***** Extract to read
Pope Francis urged bishops to speak their minds about contentious issues like contraception, gays, marriage, and divorce at the start Monday of a two-week meeting aimed at making the Church’s teaching on family matters relevant to today’s Catholics.

Francis told bishops they shouldn’t even be afraid of showing him disrespect, saying he wants a frank and open debate that shouldn’t be reined in by fears that some issues are too taboo to even be discussed.

“You have to say what you feel the Lord tells you to say, without concerns of human respect and without fear,” Francis instructed the bishops at the start of their meeting.

At the same time, he urged the nearly 200 cardinals, bishops, and priests gathered for the synod to listen to one another with humility “and welcome with an open heart what our brothers say.”

The run-up to the meeting has been marked by mudslinging between conservative and progressive churchmen over issues such as whether Catholics who divorce and remarry without an annulment can receive Communion. Church teaching says such Catholics are living in sin and cannot receive the sacraments.

While insisting he is a “son of the Church,” Francis has said the Church must show more mercy and be a “field hospital” for wounded souls, suggesting he is seeking some sort of accommodation that conservatives say simply does not exist.

In a bid to encourage free-wheeling debate, the Vatican is restricting public information about what is said behind closed doors during the two-week meeting, not releasing texts of individual bishops as it has done in the past.
**********
***** Collected data
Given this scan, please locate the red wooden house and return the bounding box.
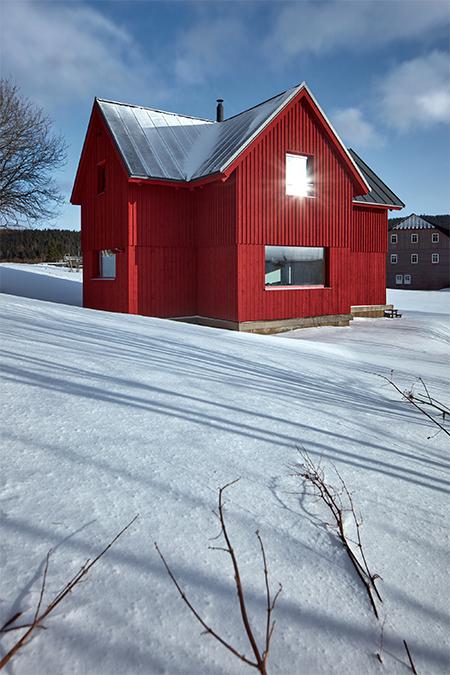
**********
_Required action A_: Decide whether each statement agrees with the article on Pope Francis opening the synod on family matters. Answer yes or no for each, and quote the words from the article that settle it. (i) Nearly 200 cardinals, bishops, and priests gathered for the synod. (ii) The Vatican will release the texts of individual bishops' remarks during the meeting. (iii) Church teaching allows Catholics who divorce and remarry without an annulment to receive the sacraments.
_Required action B_: Pick up the article on Pope Francis opening the synod on family matters, starting after its final sentence, and continue it.

_Response area A_:
(i) Yes: "the nearly 200 cardinals, bishops, and priests gathered for the synod."
(ii) No: "not releasing texts of individual bishops as it has done in the past."
(iii) No: "Church teaching says such Catholics are living in sin and cannot receive the sacraments."

_Response area B_:
Francis set the stage for a wide-ranging debate when he decided last year to send a 39-point questionnaire to bishops’ conferences around the world, seeking input from ordinary Catholics about their acceptance of Church teaching on a host of issues related to Catholic family life.

The surveys confirmed that the vast majority of Catholics ignore and reject Church teaching on sex and contraception. The responses also said the Church must develop a pastoral plan to minister to gays in civil unions and to children being raised in such families, making the synod the first time the Vatican is addressing homosexuality on a pastoral level.

Church reform groups have said such honest responses, and the pope’s insistence that no issue is too taboo to be discussed, are reason for hope. Conservative groups, however, are hoping that the synod will reaffirm Church doctrine and make it more known and understood by Catholics.